* _Text section_
======

Basil’s sermon influenced the future of western educational culture. It was cited in the Renaissance, recommended in the Jesuits’ Ratio Studiorum, their foundational document of education and used by sixteenth century reformer John Calvin, "'to defend a broad appropriation of the wisdom of the ancients.” 9
Paideia Becomes Humanitas
Mousiki was also part of the Hellenic idea of paideia. Paideia was the cultural and educational ideal that inspired and supported the growth of the ancient world for many centuries. Its goal was to create excellent men as part of excellent societies.
...as means to a good life paideia [education] and arete [virtue, excellence] would make the most just claim.
- Aristotle, Politics 3.1283a
You may find the word paideia strange because you don’t understand the ancient Greek word. But rest assured, you know the concept, at least in its modern form. The Romans wholeheartedly embraced the ideal of paideia and passed the idea on to our modern education. The Romans translated paideia into Latin using the word humanitas. This meant the essence of being human.
Renaissance scholar James Hankins writes that humanitas ''in the widest sense of an education meant to bring out our full human potential, intellectual and moral. '' It was ''the belief that certain forms of study—the study of languages, literature, history, eloquence, and above all philosophy—are tools inherited from our revered ancestors that enable us to improve ourselves and the quality of human beings generally." 10
Humanitas in the Renaissance was a revival and reinterpretation of classical humanism. This original ideal of humanism - paideia in Greek - had a focus on cultivating greatness. Here Marrou makes the important connection for us, again:
“Classical humanism was able to lead to – and in fact lead to – a higher kind of greatness, by putting itself at the service of a higher cause, to which the human person was willing to consecrate himself and thus find fulfilment in self-transcendence.’’ 11
We've come to know ancient Roman humanitas in our modern world as humanities. We strive to reach our moral and intellectual potential and achieve wisdom through the humanities. Reading the classical texts of the humanities – such as literature, history, and philosophy – helps us cultivate the love of wisdom, philosophia for the ancient Greeks.

======

* _Records shown_

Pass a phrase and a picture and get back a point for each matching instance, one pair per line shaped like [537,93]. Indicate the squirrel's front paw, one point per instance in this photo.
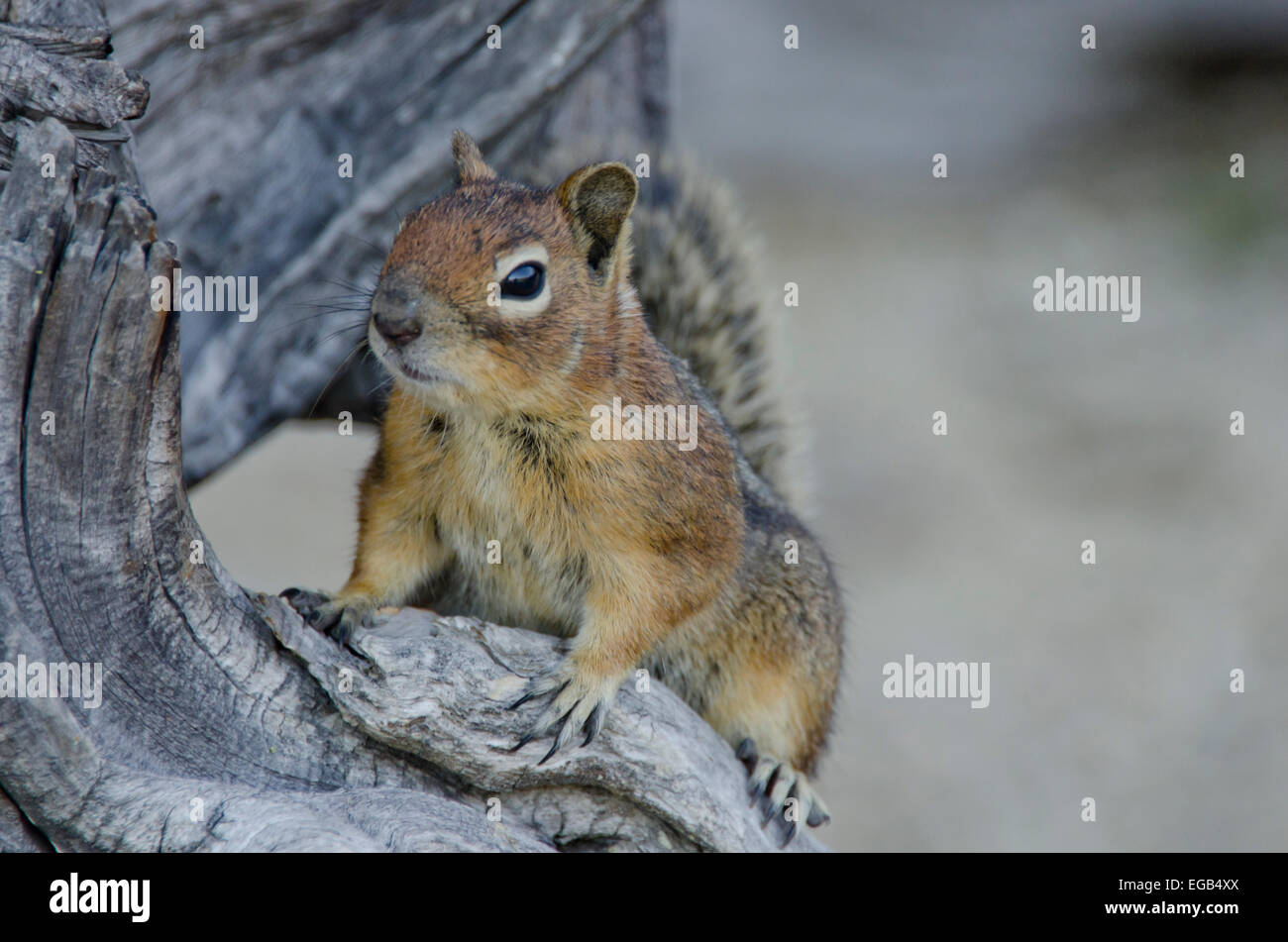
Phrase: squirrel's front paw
[773,784]
[335,615]
[580,703]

======

* _Exercise 1_
Filter the rows and keep only those containing the string "front", treating uppercase and lowercase letters as different.
* _Exercise 2_
Carry the passage on paideia and humanitas forward from its last sentence.
These rows have no connection to the passage on paideia and humanitas.

* _Written answer 1_
Pass a phrase and a picture and get back a point for each matching instance, one pair per line shaped like [537,93]. Indicate the squirrel's front paw, one point per instance in this photo.
Phrase: squirrel's front paw

* _Written answer 2_
Reading well is a crucial part of living well.
An important tool for moral and intellectual growth in the classical western tradition was literature. Aristotle in his Poetics wrote that an element of good literature was that it “satisfies the moral sense.” In A Defense of Poetry Renaissance author Sir Philip Sidney wrote that the very purpose of literature was 'the winning of the mind from wickedness to virtue'' and inflaming a reader with a "desire to be worthy.'' 12
The ancient Greeks realized that literature, and the other topics of the future ''humanities"- such as history, philosophy, poetry, music - can strengthen the moral life of the reader. It's why Plato had mousiki (the art of the muses) as the second part of his leadership growth program.
In the next lesson we will see how Plato used a Greek word for training, askesis, to help us re-orient our minds towards timeless, eternal truths.
Notes
H.I. Marrou, A History of Education in Antiquity, p. 9
H.I. Marrou, A History of Education in Antiquity, p xiv
H.I. Marrou, A History of Education in Antiquity, p xiv
H.I. Marrou, A History of Education in Antiquity, p. 12
H.I. Marrou, A History of Education in Antiquity, p.xiv
Richard M. Gamble, The Great Tradition, Basil the Great p. 181
Basil the Great, ’To Young Men, on How They Might Derive Profit from Pagan Literature.’’
Basil the Great, ’To Young Men, on How They Might Derive Profit from Pagan Literature.’’
Richard M. Gamble, The Great Tradition, Basil the Great p. 181-182
James Hankins, Liberal Learning beyond Liberalism: The Humanities as Soulcraft in the Renaissance and Today https://www.thepublicdiscourse.com/2020/06/64818
H.I. Marrou, A History of Education in Antiquity, p. 226
On Reading Well: Finding the Good Life through Great Books . Baker Publishing Group. Kindle Edition. (Intro Leland Ryken)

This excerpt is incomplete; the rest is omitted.